#### Problem requirements:
Convert the entries below into a numbered list, starting with the line with "Target: seated spectator" and going on through the last line of the entries, with any blank lines left out. Include only those lines.

#### Task material:
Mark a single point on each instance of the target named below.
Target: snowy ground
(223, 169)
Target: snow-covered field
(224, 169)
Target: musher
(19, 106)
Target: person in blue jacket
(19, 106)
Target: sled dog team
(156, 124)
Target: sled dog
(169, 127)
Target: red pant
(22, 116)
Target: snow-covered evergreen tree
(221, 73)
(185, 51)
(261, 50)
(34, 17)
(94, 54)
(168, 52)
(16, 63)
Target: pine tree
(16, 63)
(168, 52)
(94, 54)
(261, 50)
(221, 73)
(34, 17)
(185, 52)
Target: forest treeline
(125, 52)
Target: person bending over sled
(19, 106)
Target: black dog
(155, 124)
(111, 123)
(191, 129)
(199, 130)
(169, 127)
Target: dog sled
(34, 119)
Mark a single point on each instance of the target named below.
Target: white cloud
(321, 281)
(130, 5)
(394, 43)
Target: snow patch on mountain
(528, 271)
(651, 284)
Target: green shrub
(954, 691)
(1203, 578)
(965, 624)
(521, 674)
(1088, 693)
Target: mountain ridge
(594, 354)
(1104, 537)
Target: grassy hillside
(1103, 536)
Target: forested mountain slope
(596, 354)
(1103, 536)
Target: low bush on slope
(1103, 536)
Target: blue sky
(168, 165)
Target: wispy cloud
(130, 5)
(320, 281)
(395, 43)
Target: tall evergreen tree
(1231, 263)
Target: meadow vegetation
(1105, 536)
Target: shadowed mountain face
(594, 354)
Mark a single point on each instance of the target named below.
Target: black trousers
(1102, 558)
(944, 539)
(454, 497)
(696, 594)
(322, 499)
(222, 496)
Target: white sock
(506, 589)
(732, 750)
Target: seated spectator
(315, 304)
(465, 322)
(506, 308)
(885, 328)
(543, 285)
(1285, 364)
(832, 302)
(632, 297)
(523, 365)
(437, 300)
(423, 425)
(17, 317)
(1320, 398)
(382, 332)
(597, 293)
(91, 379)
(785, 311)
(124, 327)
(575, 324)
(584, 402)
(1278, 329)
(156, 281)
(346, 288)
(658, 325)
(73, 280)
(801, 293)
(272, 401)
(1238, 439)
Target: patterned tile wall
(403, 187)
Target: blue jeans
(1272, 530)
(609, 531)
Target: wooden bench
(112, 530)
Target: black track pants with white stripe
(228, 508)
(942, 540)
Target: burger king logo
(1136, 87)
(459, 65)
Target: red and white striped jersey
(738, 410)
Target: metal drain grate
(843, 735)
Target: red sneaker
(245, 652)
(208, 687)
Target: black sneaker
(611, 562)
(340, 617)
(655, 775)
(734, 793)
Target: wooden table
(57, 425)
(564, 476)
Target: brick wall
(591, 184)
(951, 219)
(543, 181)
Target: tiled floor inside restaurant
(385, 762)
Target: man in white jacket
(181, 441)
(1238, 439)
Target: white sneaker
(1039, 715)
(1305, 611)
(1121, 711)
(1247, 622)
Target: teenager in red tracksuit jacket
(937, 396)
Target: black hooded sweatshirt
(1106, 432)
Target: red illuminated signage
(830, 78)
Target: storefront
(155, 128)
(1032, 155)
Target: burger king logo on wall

#### Exercise solution:
1. Target: seated spectator
2. (315, 304)
3. (465, 322)
4. (506, 308)
5. (885, 328)
6. (543, 285)
7. (1285, 364)
8. (832, 302)
9. (632, 297)
10. (523, 365)
11. (437, 300)
12. (423, 425)
13. (17, 317)
14. (1320, 398)
15. (382, 332)
16. (597, 293)
17. (91, 379)
18. (785, 311)
19. (124, 327)
20. (575, 324)
21. (584, 402)
22. (1278, 329)
23. (156, 281)
24. (346, 288)
25. (658, 325)
26. (73, 280)
27. (801, 293)
28. (272, 401)
29. (1238, 439)
30. Target: patterned tile wall
31. (403, 187)
32. Target: blue jeans
33. (1272, 530)
34. (609, 531)
35. Target: wooden bench
36. (112, 530)
37. Target: black track pants with white stripe
38. (228, 508)
39. (942, 540)
40. Target: burger king logo
41. (1136, 87)
42. (459, 65)
43. Target: red and white striped jersey
44. (738, 410)
45. Target: metal drain grate
46. (843, 735)
47. Target: red sneaker
48. (245, 652)
49. (208, 687)
50. Target: black sneaker
51. (611, 562)
52. (340, 617)
53. (655, 775)
54. (734, 793)
55. Target: wooden table
56. (57, 425)
57. (564, 476)
58. Target: brick wall
59. (591, 184)
60. (951, 219)
61. (543, 181)
62. Target: tiled floor inside restaurant
63. (385, 762)
64. Target: man in white jacket
65. (181, 441)
66. (1238, 439)
67. Target: white sneaker
68. (1039, 715)
69. (1305, 611)
70. (1121, 711)
71. (1247, 622)
72. Target: teenager in red tracksuit jacket
73. (937, 396)
74. Target: black hooded sweatshirt
75. (1106, 432)
76. Target: red illuminated signage
77. (830, 78)
78. Target: storefront
79. (155, 128)
80. (1032, 155)
81. Target: burger king logo on wall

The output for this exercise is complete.